[PROBLEM DESCRIPTION] In the text on proofs of propositions, which group of firms has the highest cost of capital?

[READING TEXT]
%%
Proofs of Propositions

To simply exposition, I assume without loss of generality that the the discount rate r = 0. The firms’ problem in the first period can then be written as:

$$\begin{array}{cccc} \underset{a_{1},I_{1}}{\hbox {min}} & P_1\cdot ({{\overline{e}}}-a_1)+ C(a_{1},I_1)+K\cdot I_{1}+{{\mathbb {E}}}\left[ \underset{a_{2},I_{2}}{\hbox {min}} \{P_2\cdot ({{\overline{e}}}-a_2)+C(a_{2},I_2)+K\cdot (I_{2}-I_1)\}\right] \\ &\,s.t. \quad a_t \in [0,{{\overline{e}}}], \quad I_t \in \{0,1\}, \quad I_2 \ge I_{1}\\ \end{array}$$

Proof of Proposition 1

Firms are differentiated by their costs of capital. Specifically, there are three groups of firms: (1) firms that will install the capital technology in the first period, (2) firms that will wait to install the capital technology only if the high emissions price is realized, (3) firms that will never install the capital technology. The third group will have the highest cost of capital and regardless of \(\rho\) they will never install the technology. Therefore, the share of firm’s adopting the technology in the first period will be determined by the cutoff capital cost \(K_1^*\) that separates the first and second groups. I will show that \(K_1^*\) is increasing in \(\rho\) and therefore the the share of adopters in period one \(F(K_1^*)\) will also be increasing in \(\rho\).
%%
Collected data entries:
%%
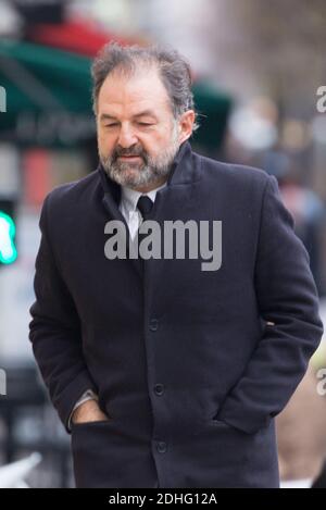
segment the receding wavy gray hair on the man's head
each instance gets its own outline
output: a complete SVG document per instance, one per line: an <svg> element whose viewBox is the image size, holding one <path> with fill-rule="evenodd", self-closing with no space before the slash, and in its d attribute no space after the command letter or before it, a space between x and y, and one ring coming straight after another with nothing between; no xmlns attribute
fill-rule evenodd
<svg viewBox="0 0 326 510"><path fill-rule="evenodd" d="M161 46L127 46L109 42L99 52L91 67L93 80L92 103L97 114L97 103L100 89L114 70L130 76L137 71L137 65L156 66L163 85L171 101L174 117L177 120L187 110L193 110L196 120L192 130L199 127L191 91L191 69L189 63L178 51Z"/></svg>

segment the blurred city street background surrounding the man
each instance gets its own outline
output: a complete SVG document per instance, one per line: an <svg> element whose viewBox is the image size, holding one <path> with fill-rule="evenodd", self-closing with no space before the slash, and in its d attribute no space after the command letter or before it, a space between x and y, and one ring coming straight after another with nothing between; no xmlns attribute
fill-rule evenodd
<svg viewBox="0 0 326 510"><path fill-rule="evenodd" d="M187 57L201 123L193 149L277 177L325 318L326 113L316 107L325 25L325 0L0 0L0 487L24 473L32 487L74 486L70 437L33 359L28 309L42 200L97 167L91 59L110 40L165 42ZM325 368L323 340L278 418L284 486L310 487L322 472ZM21 459L27 464L8 475L3 467Z"/></svg>

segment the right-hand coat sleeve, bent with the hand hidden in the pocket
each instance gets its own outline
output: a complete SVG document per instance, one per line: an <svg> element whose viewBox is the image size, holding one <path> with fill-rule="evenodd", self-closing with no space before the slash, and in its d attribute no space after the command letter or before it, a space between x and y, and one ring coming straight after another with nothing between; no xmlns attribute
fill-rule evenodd
<svg viewBox="0 0 326 510"><path fill-rule="evenodd" d="M267 426L284 409L323 335L309 256L275 177L268 177L261 214L254 284L265 328L218 412L220 420L247 433Z"/></svg>

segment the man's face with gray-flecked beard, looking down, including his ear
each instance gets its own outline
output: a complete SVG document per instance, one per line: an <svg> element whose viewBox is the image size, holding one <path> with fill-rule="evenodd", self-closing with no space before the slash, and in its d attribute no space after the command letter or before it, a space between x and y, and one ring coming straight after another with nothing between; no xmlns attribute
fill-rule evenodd
<svg viewBox="0 0 326 510"><path fill-rule="evenodd" d="M98 96L98 148L103 169L117 184L140 191L166 181L193 112L176 119L155 67L133 75L113 71Z"/></svg>

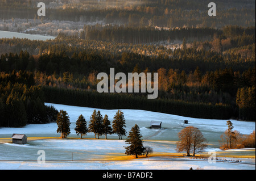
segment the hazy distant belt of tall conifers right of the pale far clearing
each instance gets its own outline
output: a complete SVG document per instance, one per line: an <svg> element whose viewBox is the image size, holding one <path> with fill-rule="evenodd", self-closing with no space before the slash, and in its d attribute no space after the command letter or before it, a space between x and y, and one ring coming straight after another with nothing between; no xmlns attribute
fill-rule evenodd
<svg viewBox="0 0 256 181"><path fill-rule="evenodd" d="M214 28L172 28L158 30L155 27L123 27L123 26L85 26L81 38L97 41L112 41L116 43L148 44L159 41L189 39L203 40L221 34Z"/></svg>

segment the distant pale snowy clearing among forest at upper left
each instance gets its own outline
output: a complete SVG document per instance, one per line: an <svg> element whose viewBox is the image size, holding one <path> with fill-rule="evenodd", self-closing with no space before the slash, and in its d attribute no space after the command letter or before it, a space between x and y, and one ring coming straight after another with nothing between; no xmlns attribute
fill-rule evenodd
<svg viewBox="0 0 256 181"><path fill-rule="evenodd" d="M18 32L10 32L10 31L0 31L0 39L2 38L10 38L13 37L20 39L30 39L30 40L49 40L55 39L54 36L44 36L44 35L30 35L27 33L18 33Z"/></svg>

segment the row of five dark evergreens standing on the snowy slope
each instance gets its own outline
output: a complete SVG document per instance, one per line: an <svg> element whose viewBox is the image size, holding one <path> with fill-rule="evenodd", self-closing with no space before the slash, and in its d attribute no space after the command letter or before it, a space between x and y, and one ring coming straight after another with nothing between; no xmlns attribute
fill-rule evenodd
<svg viewBox="0 0 256 181"><path fill-rule="evenodd" d="M66 138L68 134L70 134L70 121L69 116L66 111L60 110L57 115L57 133L61 133L62 138ZM122 136L126 135L126 123L125 117L121 110L118 110L115 113L113 124L111 127L111 123L109 120L108 115L105 115L104 118L101 115L100 111L94 110L92 115L90 116L90 122L87 127L87 122L83 115L80 115L79 118L76 120L76 134L77 136L80 134L81 138L82 135L86 135L88 132L92 132L95 135L95 138L99 137L104 134L105 138L107 139L108 134L118 134L119 140L122 140Z"/></svg>

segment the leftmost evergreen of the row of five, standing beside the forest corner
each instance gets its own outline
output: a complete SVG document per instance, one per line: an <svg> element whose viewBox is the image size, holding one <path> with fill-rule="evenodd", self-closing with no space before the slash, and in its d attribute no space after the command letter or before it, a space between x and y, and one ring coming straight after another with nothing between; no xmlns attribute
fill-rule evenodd
<svg viewBox="0 0 256 181"><path fill-rule="evenodd" d="M66 138L70 134L70 121L66 111L60 110L57 115L57 133L61 133L61 138Z"/></svg>

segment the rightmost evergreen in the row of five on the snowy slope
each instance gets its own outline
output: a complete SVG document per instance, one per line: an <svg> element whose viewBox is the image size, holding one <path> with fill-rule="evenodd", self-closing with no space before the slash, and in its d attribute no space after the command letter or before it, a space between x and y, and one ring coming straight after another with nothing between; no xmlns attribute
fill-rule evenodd
<svg viewBox="0 0 256 181"><path fill-rule="evenodd" d="M117 133L119 140L122 140L122 136L126 135L126 123L125 123L125 116L123 116L123 112L118 110L115 113L114 120L113 120L113 133Z"/></svg>

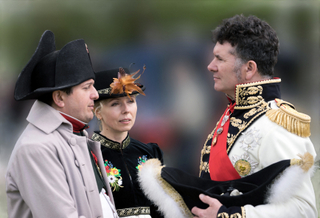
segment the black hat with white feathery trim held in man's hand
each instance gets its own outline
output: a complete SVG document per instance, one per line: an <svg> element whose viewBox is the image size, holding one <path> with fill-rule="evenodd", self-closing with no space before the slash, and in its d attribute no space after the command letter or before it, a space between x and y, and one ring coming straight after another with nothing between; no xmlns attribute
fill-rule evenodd
<svg viewBox="0 0 320 218"><path fill-rule="evenodd" d="M138 173L138 179L144 194L165 217L172 214L193 217L193 207L208 208L199 199L200 194L216 198L226 207L286 201L294 195L291 190L302 185L300 181L304 181L304 177L310 176L306 172L313 165L313 156L306 153L300 157L276 162L247 177L230 181L199 178L176 168L161 166L157 159L149 159ZM177 215L180 213L181 216Z"/></svg>

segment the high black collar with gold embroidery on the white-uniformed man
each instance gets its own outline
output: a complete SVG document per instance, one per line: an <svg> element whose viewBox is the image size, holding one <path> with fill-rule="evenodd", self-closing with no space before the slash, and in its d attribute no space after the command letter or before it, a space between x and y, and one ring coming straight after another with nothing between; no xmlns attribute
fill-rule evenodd
<svg viewBox="0 0 320 218"><path fill-rule="evenodd" d="M253 108L261 103L281 98L280 78L251 83L241 83L235 87L235 99L227 96L230 103L236 103L235 109Z"/></svg>

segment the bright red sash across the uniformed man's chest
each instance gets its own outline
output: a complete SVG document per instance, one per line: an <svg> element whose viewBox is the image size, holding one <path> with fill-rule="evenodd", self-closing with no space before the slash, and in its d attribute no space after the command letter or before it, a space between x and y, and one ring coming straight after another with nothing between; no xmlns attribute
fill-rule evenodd
<svg viewBox="0 0 320 218"><path fill-rule="evenodd" d="M209 157L209 169L210 177L215 181L228 181L234 179L240 179L239 173L233 167L229 156L227 154L227 136L230 124L230 118L225 121L221 126L225 115L230 116L234 110L235 103L229 105L223 113L217 127L213 134L210 157ZM219 129L222 128L222 132L218 134ZM221 131L221 130L220 130ZM215 140L216 138L216 140Z"/></svg>

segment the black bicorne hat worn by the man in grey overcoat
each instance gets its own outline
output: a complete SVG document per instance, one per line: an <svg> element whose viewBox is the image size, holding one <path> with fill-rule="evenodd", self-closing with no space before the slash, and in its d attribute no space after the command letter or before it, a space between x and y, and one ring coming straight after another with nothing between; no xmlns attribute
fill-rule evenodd
<svg viewBox="0 0 320 218"><path fill-rule="evenodd" d="M16 100L38 99L55 90L76 86L94 79L84 40L67 43L56 51L54 34L46 30L38 47L16 82Z"/></svg>

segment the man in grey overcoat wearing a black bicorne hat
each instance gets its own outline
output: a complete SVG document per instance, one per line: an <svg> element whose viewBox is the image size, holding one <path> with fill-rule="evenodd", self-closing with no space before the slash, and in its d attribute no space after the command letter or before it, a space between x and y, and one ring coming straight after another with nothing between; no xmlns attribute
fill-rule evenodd
<svg viewBox="0 0 320 218"><path fill-rule="evenodd" d="M93 118L94 71L83 40L56 51L45 31L18 77L16 100L36 99L6 173L9 218L118 217Z"/></svg>

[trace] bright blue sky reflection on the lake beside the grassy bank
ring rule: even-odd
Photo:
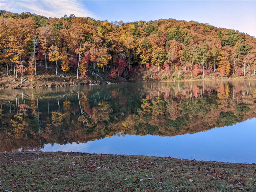
[[[47,144],[41,151],[171,156],[231,163],[256,163],[256,118],[233,126],[176,136],[125,135],[87,143]]]

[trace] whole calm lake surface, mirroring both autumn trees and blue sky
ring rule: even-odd
[[[256,81],[4,90],[1,151],[256,163]]]

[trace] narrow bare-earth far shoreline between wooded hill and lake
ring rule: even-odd
[[[129,81],[129,82],[115,82],[115,84],[121,84],[121,83],[140,83],[140,82],[198,82],[198,81],[242,81],[242,80],[256,80],[256,78],[246,78],[246,79],[182,79],[182,80],[161,80],[161,81]],[[17,81],[18,82],[18,81]],[[51,84],[51,82],[48,84],[43,84],[43,85],[39,85],[39,86],[29,86],[28,84],[26,85],[26,82],[23,84],[23,87],[17,87],[15,89],[33,89],[33,88],[56,88],[56,87],[77,87],[77,86],[94,86],[94,85],[104,85],[106,83],[99,83],[99,82],[95,82],[95,83],[81,83],[81,84],[67,84],[67,82],[58,82],[57,84]],[[25,86],[24,86],[25,85]],[[0,90],[10,90],[10,89],[14,89],[14,88],[3,88],[0,87]]]

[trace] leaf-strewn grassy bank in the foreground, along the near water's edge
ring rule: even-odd
[[[256,191],[256,165],[137,155],[1,152],[1,191]]]

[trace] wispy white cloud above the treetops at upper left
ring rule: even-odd
[[[74,14],[80,17],[97,17],[78,0],[1,0],[0,8],[13,13],[30,12],[46,17],[63,17]]]

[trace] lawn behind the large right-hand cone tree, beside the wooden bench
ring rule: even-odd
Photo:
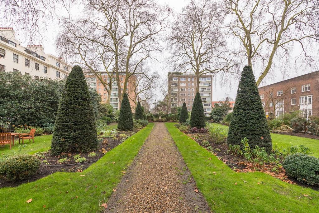
[[[221,127],[228,130],[228,126],[219,123],[211,123],[211,125]],[[277,145],[279,148],[285,148],[290,146],[304,145],[311,149],[312,154],[315,157],[319,157],[319,140],[311,138],[303,138],[291,135],[281,135],[271,133],[272,145]]]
%%
[YOUR SOLUTION] The third group: firms that will never install the capital technology.